SOURCE EXTRACT Block Start

The Secret to Story Magic

Want to know how to create story magic?

Having trouble at critique group? Something not sitting well with your novel, but you aren’t quite sure what it is? Do you find yourself having to do more explaining than you would like when it comes to this one simple question: So what’s your book about? Want to know the secret to crafting stories a reader cannot put down? Fear not. Whether you are writing a short story, novella, screenplay, or a novel, there is one solid ingredient that can turn any plot into an un-put-down-able masterpiece.

Add this one ingredient (liberally), and you will be shocked how much your writing will improve. It can turn the mundane into magical. What is this super ingredient with such power that would make people turn off the television and send their children to bed early? What is the one pivotal component with the ability to make readers willingly and happily give up their precious sleep?

CONFLICT

Conflict Drives the Story

There. I said it. Conflict. Nothing else. Sorry. I love description and narrative and good dialogue, but they do not MAKE a story, and they do not DRIVE the story. Whether the story is character-driven or plot-driven, the fuel is the same…conflict, conflict, conflict!

Three pages describing a tree was great for a century ago. Steinbeck did it well. But today’s readers have a lot more choices when it comes to how they spend their free time. As an author, your work is competing against FaceBook, Twitter, movies, sporting events, the Internet, cable TV, carpools, etc. The modern reader has a far shorter attention span. Agents appreciate this reality, and so should you.

Let’s debunk one common myth (excuse) for breaking the “Conflict drives all stories rule.”

I love it when I hear this, “Oh, but my piece is literary fiction.”

Um…likely not.

And I do believe that a lot of new writers simply do not understand fundamental rules, and thus are lulled into believing their work is the exception. Do exceptions exist? Sure. Are they common? Not really.

One of the most common excuses I hear from new writers is that their work is literary and that is why there is no clear inciting incident or clear antagonist or even a clear goal. So let’s take a minute to clear this up.

Literary Fiction is Driven by Conflict

Most of the time when I hear a new writer announce that his piece is “literary fiction,” that is a short-hand cue for me to expect no structure, lots of similes, metaphors, self-indulgent flashbacks and no overall conflict other than a main character’s really pretentious angst. Most of the time, it smacks of self-therapy thinly guised as a story.

Sorry. Hate to break the news. Therapy is not interesting (unless you are Tony Soprano).

Am I picking on literary fiction? NO! But I do believe that a lot of authors really do not understand what it is.

Literary fiction is more serious and generally harder to pigeon-hole into a particular genre, but conflict still drives the story. In literary fiction, the story is more character-driven than plot-driven, much like movies categorized as “drama.”

This past weekend I watched Steel Magnolias. A fantastic example. There was no murder or explosion or stolen money to kick off the action. There was a wedding. A turn in life that would change all the characters forever, deeply and profoundly.

I repeat. Even literary fiction (drama) must be driven by conflict.

In literary fiction, the conflict is generally for the purpose of driving character arcs. Let’s use Steel Magnolias to elucidate. Movies make for easier examples.

In the very beginning Jackson (the groom) gives the audience the pivotal decision that will affect all six of the women featured in the movie—Shelby’s decision to have a child despite having Type 1 Diabetes. This is the inciting incident that causes everything to change.

SOURCE EXTRACT Block End
SOURCE DATA Block Start

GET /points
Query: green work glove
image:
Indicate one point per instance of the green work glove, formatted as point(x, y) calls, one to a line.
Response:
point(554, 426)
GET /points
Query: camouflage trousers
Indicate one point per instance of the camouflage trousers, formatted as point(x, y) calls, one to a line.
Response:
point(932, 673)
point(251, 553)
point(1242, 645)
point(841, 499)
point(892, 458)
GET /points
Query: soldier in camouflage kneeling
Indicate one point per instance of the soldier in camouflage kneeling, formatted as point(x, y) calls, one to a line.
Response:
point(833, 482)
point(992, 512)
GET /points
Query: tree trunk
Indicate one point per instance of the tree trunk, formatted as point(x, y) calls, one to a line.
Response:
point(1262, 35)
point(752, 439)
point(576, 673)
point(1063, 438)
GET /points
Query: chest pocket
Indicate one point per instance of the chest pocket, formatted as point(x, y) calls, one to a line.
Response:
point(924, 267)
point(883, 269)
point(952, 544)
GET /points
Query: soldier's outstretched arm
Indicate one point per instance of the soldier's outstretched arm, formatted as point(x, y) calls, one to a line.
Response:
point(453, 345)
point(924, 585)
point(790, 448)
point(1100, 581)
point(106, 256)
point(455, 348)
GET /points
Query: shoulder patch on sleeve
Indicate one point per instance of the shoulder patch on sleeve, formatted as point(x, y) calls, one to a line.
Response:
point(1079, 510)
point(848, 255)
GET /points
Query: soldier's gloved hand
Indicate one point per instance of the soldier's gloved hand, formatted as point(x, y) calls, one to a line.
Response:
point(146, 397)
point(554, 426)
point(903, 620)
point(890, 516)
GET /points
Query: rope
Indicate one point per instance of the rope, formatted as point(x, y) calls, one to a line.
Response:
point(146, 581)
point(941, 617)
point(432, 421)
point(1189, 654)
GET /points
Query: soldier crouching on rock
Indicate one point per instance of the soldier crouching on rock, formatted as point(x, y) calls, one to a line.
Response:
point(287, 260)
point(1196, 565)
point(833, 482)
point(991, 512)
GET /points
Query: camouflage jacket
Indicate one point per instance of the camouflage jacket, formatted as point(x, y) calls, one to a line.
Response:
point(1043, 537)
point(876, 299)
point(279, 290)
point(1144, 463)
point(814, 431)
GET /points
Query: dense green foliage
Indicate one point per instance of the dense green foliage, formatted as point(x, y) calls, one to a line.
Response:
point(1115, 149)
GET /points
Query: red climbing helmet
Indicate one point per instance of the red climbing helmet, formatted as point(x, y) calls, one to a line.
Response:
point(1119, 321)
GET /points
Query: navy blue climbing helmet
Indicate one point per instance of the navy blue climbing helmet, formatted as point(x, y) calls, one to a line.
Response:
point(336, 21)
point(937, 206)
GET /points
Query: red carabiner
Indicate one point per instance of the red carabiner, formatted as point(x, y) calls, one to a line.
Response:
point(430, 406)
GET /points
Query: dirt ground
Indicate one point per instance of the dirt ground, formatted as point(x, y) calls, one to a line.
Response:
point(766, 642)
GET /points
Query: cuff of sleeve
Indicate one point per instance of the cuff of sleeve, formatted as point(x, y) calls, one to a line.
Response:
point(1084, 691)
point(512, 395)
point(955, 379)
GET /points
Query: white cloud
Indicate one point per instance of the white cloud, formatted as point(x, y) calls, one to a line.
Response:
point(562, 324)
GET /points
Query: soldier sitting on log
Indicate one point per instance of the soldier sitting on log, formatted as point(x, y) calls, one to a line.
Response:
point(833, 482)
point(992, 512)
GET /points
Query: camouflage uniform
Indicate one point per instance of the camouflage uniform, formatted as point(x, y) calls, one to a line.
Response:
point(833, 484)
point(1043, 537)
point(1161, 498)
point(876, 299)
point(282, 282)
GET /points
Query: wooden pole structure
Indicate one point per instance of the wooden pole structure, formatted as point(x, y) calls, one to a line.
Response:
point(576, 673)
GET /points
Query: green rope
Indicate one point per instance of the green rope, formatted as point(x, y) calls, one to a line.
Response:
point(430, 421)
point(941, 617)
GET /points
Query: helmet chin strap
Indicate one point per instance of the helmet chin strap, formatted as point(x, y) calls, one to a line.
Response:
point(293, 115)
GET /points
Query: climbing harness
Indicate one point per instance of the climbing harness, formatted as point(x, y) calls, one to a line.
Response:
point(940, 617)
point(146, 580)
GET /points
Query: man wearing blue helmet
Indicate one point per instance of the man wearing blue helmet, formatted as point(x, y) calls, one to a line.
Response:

SOURCE DATA Block End

*PROMPT 1:* According to the article on conflict, what is the inciting incident in Steel Magnolias?
*PROMPT 2:* Carry on writing the article on conflict, starting right after its final sentence.
These rows have nothing to do with the article on conflict.

*OUTPUT 1:* Shelby's decision to have a child despite having Type 1 Diabetes.

*OUTPUT 2:*
I will go over three of the arcs for the sake of brevity.

Truvy (Friend of Shelby and her Mother M’Lynn)

Beginning—Truvy is estranged from the men in her life (husband and son). No matter how she tries to connect, she only seems to drift farther away from them, a reality that causes her great pain.

Ending—Shelby’s death due to kidney failure gives a sobering wake-up call to Truvy’s husband and son. They are convicted of how they have taken Truvy for granted and the emotional chasm closes.

Shelby (Daughter)

Beginning—Young, carefree, and in many ways very selfish. She is more concerned with the color of her nail polish than the risk she plans to take by getting pregnant against medical advice. Although bubbly and likable, it is clear that not only does she fail to value her mother, but she resents her mother’s efforts to look out for her well-being.

Ending—As Shelby’s arc closes, we see she is more sobered by life’s events and comes to value her mother’s sacrifices (now a mother, herself).

M’Lynn (Mother)

M’Lynn is a very static character who serves to drive the arcs of the others.

Beginning—Her only daughter is getting married. M’Lynn is keeping everything running and is there to fix the broken things (fragile champagne glasses). We see her fussing over the flowers and tending the details as she prepares for a joyous event.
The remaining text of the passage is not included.